And, to be fair, during a bubble going long must be banned.

I wish people would stop making this out to be more than it is.

The financial markets are built on confidence and trust. Counter-party risk is very real.

What many people do not know is that mid-2007 they changed the criteria to short a stock. Previously, you could only short on an uptick. Now, that requirement is gone.

Using a combination of naked shorts and shorting on DOWN ticks you can quickly create a huge run on a stock. This spooks counter-parties, big time, especially in crisis of uncertainty and rumors.

Spooked counter-parties then stop dealing with the targeted stock. Credit lines disappear or become more costly. Partners break ties and look elsewhere. Clients pull out.

Essentially, the short attack reverses the usual bad business = bad stock price. Instead bad stock price = bad business.

The SEC simply made it harder to short (they didn't BAN anything) and reinstated the requirement to short on an uptick.

Not saying its ideal, but you can understand the idea.

The capitalists are trying to save capitalism from the capitalists!

do you live in a cave? shorting is prohibited on those 799+1 until 10/2, period.

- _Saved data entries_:
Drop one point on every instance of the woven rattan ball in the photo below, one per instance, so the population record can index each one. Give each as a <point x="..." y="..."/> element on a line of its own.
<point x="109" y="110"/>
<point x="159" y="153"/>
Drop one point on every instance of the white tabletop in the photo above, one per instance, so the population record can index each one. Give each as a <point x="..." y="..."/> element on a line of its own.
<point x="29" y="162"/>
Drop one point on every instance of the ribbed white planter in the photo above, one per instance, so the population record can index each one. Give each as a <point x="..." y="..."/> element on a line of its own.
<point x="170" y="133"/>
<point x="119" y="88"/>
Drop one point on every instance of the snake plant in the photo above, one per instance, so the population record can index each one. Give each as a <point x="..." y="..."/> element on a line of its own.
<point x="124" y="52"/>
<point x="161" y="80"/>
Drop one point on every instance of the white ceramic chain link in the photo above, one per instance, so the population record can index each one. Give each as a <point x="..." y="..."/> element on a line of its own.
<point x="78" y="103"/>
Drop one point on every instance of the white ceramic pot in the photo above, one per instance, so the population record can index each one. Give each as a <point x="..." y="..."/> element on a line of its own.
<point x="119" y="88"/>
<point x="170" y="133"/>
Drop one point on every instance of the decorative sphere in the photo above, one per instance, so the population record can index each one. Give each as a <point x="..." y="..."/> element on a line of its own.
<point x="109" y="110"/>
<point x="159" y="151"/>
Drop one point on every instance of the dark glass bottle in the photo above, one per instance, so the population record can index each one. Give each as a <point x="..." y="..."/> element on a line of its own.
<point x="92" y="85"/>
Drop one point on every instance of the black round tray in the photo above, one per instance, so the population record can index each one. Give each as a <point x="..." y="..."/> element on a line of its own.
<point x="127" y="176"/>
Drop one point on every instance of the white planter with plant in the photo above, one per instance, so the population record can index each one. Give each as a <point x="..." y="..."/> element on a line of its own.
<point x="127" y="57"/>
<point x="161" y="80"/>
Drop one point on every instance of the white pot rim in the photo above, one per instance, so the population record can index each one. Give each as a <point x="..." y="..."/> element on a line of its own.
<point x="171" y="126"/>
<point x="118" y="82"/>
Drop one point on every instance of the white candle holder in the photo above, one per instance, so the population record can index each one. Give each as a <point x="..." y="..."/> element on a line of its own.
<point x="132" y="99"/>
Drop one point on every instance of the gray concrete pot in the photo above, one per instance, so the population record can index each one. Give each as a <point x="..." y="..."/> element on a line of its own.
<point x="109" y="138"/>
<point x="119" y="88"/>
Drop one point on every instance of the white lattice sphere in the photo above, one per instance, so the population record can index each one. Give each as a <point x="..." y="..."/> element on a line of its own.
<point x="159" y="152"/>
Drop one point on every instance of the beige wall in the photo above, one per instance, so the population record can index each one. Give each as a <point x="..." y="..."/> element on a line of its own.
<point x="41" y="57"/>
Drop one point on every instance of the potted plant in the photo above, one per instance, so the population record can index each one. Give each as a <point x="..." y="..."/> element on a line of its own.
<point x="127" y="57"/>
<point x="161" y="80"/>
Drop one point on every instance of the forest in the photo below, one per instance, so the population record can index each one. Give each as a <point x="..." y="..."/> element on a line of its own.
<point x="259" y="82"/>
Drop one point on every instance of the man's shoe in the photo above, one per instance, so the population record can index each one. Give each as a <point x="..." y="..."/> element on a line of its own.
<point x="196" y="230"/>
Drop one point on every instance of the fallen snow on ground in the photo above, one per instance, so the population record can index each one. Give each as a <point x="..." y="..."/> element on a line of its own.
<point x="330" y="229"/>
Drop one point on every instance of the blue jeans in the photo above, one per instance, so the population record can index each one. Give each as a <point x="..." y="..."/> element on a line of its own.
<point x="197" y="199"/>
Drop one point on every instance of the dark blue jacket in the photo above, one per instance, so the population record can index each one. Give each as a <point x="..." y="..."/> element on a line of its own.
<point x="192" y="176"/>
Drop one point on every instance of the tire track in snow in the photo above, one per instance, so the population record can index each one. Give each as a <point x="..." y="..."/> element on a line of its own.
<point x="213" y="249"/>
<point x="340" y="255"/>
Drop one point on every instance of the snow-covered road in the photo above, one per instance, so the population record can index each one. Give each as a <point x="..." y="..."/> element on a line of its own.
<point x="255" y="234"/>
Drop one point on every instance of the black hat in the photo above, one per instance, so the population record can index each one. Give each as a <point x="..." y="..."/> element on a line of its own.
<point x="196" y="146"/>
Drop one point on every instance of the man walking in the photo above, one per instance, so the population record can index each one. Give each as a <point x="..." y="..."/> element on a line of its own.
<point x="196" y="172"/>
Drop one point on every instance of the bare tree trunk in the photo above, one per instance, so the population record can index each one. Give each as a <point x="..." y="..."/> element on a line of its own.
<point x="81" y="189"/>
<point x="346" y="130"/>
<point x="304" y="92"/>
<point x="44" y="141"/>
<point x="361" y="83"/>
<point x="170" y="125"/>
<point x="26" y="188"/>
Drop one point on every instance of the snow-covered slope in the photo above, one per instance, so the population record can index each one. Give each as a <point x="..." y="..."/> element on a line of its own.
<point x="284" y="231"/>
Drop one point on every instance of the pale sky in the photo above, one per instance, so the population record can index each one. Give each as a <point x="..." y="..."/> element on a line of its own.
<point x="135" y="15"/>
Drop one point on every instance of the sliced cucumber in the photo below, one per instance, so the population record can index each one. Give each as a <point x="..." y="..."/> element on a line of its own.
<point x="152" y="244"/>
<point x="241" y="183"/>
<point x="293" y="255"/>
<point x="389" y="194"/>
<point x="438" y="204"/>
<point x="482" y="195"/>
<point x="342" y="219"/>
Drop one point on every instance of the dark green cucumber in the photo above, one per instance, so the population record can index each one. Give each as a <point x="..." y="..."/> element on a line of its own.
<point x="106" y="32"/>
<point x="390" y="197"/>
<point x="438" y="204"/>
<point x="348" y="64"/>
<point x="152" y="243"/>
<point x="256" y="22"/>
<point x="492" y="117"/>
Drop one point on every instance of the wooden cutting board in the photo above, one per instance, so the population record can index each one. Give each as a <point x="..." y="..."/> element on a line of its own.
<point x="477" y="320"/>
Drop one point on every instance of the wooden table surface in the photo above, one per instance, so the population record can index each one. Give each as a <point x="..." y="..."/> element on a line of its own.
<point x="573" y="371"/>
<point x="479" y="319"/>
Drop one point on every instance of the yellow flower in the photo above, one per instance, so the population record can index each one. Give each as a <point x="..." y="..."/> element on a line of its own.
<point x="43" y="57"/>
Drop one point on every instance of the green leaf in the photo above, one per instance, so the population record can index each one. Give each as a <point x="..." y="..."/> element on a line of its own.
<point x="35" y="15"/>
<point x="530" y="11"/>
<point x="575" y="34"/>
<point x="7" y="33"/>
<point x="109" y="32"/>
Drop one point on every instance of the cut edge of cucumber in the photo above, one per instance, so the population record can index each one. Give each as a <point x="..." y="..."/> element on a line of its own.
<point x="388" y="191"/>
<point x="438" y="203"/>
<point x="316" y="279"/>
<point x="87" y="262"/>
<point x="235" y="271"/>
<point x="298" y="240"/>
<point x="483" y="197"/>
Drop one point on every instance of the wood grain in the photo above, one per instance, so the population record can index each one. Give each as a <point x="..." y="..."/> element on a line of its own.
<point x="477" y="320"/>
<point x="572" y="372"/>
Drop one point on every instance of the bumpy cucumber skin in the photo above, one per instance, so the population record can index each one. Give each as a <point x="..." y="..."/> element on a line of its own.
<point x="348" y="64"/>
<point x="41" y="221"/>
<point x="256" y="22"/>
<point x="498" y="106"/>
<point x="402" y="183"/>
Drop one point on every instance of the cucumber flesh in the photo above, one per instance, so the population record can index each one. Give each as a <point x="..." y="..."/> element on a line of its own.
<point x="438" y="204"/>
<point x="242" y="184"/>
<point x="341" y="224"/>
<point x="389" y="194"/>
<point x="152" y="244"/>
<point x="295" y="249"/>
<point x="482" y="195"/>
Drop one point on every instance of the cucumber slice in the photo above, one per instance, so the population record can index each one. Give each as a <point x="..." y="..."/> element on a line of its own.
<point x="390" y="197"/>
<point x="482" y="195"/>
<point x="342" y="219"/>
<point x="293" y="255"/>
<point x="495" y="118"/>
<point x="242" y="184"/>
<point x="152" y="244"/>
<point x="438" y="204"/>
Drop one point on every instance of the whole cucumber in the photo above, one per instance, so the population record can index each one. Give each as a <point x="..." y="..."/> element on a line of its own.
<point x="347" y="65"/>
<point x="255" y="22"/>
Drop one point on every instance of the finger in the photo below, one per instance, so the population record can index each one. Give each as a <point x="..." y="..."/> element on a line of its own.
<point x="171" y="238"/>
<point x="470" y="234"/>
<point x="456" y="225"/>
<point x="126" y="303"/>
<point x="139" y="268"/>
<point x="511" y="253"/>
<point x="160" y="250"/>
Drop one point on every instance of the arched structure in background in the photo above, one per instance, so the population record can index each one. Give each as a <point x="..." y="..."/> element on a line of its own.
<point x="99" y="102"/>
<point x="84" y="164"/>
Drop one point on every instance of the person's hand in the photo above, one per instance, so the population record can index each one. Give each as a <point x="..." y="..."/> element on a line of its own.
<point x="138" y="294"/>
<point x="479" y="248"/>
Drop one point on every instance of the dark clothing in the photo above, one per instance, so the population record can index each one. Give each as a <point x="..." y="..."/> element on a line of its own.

- _What is being asked_:
Reproduce the part of the passage on short selling that begins at the words "Essentially, the short" and stops after the words "to short on an uptick.".

- _Written reply_:
Essentially, the short attack reverses the usual bad business = bad stock price. Instead bad stock price = bad business.

The SEC simply made it harder to short (they didn't BAN anything) and reinstated the requirement to short on an uptick.